_WHAT YOU SHOULD DO_
Return the material below verbatim, starting at the line that contains "Each instance of the train windshield" and ending with its final line.

++++ LISTING

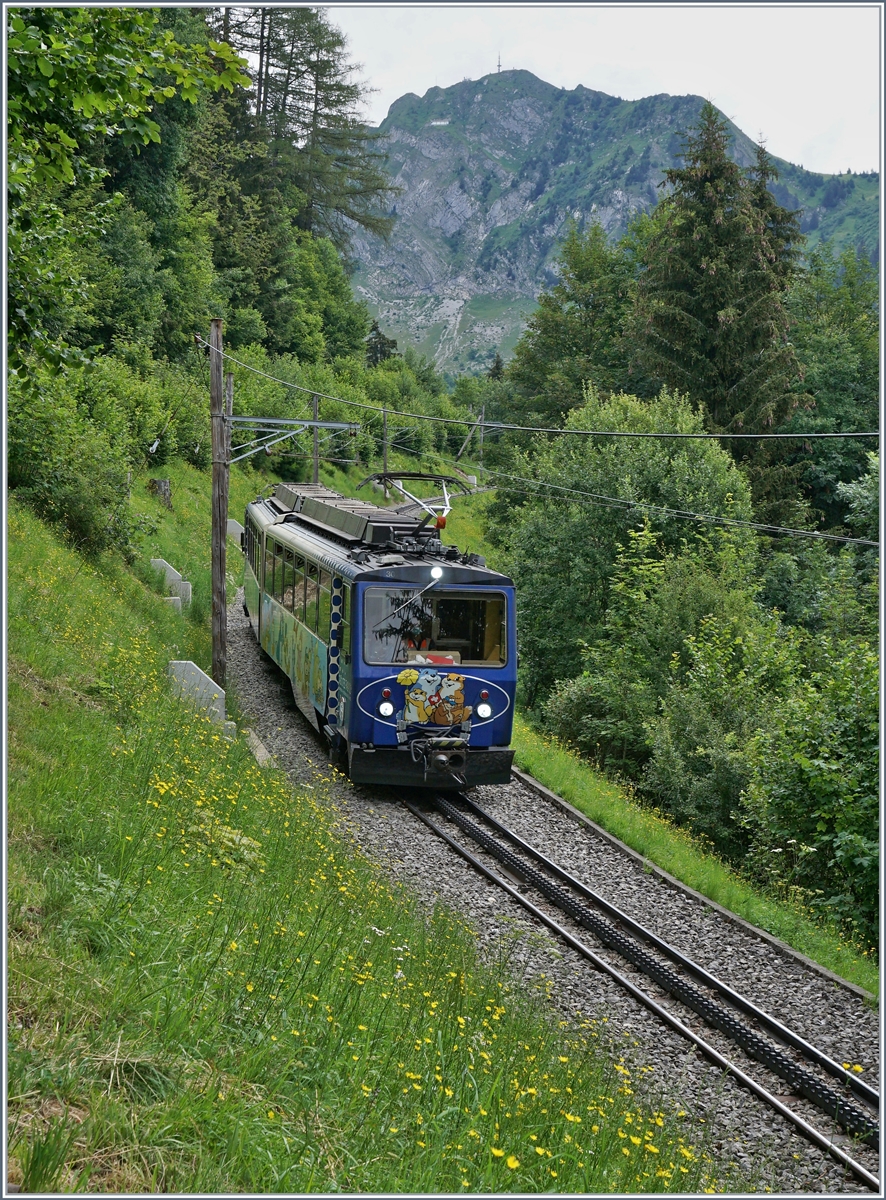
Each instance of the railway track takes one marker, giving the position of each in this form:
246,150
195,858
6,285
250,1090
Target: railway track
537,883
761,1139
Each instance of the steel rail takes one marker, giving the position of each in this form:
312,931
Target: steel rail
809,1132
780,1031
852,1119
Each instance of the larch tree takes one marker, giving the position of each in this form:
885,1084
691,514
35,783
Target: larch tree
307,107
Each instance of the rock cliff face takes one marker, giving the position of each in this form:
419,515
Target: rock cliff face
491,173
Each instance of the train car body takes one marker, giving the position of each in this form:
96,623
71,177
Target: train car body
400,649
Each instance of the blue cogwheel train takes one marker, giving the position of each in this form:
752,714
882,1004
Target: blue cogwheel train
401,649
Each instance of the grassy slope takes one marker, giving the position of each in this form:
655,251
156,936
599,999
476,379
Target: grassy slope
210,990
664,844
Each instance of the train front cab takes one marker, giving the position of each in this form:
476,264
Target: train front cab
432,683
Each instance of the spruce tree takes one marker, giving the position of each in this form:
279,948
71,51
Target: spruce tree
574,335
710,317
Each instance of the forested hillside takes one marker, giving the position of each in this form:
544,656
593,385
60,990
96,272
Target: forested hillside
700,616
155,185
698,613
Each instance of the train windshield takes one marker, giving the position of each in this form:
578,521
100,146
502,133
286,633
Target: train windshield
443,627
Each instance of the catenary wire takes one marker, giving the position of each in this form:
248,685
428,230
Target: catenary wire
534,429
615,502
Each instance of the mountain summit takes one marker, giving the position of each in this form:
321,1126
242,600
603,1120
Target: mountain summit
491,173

++++++++

_ANSWER TO THE PROBLEM_
Each instance of the train windshield takes one marker, giving the position of each in this form:
578,521
100,146
502,133
286,633
Target: train windshield
443,627
Each instance of the catenary wire takes one marker, giving the position of each in this form:
248,685
428,230
Target: catenary wire
534,429
615,502
Each instance of the mountain summit takes one marker, giving the position of each in this form:
321,1126
242,600
603,1120
Target: mountain summit
491,173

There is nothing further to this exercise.